Edit the data below by replacing "pixel coordinates" with "image coordinates" everywhere it appears, leaving everything else unchanged.

**** AVAILABLE DATA

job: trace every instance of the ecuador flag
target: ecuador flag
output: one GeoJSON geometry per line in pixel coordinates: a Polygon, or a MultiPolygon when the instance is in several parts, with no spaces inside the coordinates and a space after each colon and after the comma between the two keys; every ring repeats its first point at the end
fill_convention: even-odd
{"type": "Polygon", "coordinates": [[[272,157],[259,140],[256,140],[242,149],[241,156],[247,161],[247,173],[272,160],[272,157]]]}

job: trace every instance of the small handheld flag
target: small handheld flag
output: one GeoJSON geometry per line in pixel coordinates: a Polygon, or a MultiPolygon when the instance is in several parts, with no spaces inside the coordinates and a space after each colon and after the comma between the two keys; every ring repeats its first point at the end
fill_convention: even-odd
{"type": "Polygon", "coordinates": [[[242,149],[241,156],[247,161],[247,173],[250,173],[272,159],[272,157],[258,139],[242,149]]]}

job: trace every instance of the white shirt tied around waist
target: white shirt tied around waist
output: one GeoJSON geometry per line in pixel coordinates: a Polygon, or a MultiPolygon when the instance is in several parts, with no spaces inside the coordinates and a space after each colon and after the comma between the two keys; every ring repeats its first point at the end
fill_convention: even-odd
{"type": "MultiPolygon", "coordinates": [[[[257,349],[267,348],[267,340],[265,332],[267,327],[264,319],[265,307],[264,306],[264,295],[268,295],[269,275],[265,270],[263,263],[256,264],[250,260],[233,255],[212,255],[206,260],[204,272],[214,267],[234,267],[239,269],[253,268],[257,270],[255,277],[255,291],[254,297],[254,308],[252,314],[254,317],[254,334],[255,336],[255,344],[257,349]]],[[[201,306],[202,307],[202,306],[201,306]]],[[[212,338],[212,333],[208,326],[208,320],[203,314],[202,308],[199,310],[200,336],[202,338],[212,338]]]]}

********

**RESULT OF THIS EXERCISE:**
job: trace every instance of the ecuador flag
target: ecuador flag
output: one GeoJSON geometry per line in image coordinates: a Polygon, or a MultiPolygon when the instance is in several parts, with no spaces inside the coordinates and a space after each colon and after the comma between the two keys; every ring repeats its first point at the end
fill_convention: even-odd
{"type": "Polygon", "coordinates": [[[272,157],[259,140],[256,140],[242,149],[241,156],[247,161],[247,173],[272,160],[272,157]]]}

job: trace every instance of the small handheld flag
target: small handheld flag
output: one GeoJSON geometry per line in image coordinates: a Polygon, or a MultiPolygon when the instance is in several parts, with no spaces inside the coordinates and a space after each colon and after the comma between the two keys; every ring repeats its first point at the end
fill_convention: even-odd
{"type": "Polygon", "coordinates": [[[242,149],[241,156],[247,161],[247,173],[250,173],[272,159],[272,157],[258,139],[242,149]]]}

job: trace every instance of the white shirt tied around waist
target: white shirt tied around waist
output: one GeoJSON geometry per line in image coordinates: a Polygon, or a MultiPolygon when the instance is in several parts, with no spaces inside the coordinates and a space after each colon and after the comma between the two keys; every ring repeats its first point at the end
fill_convention: even-odd
{"type": "MultiPolygon", "coordinates": [[[[257,349],[267,348],[267,340],[265,332],[267,327],[264,319],[265,307],[264,306],[264,295],[268,295],[269,275],[265,270],[263,263],[256,264],[250,260],[233,255],[212,255],[206,260],[204,272],[214,267],[234,267],[239,269],[253,268],[257,270],[255,277],[255,291],[254,297],[254,308],[252,314],[254,317],[254,334],[255,336],[255,344],[257,349]]],[[[201,306],[202,307],[202,306],[201,306]]],[[[212,338],[212,333],[208,326],[208,320],[203,314],[202,308],[199,310],[200,336],[202,338],[212,338]]]]}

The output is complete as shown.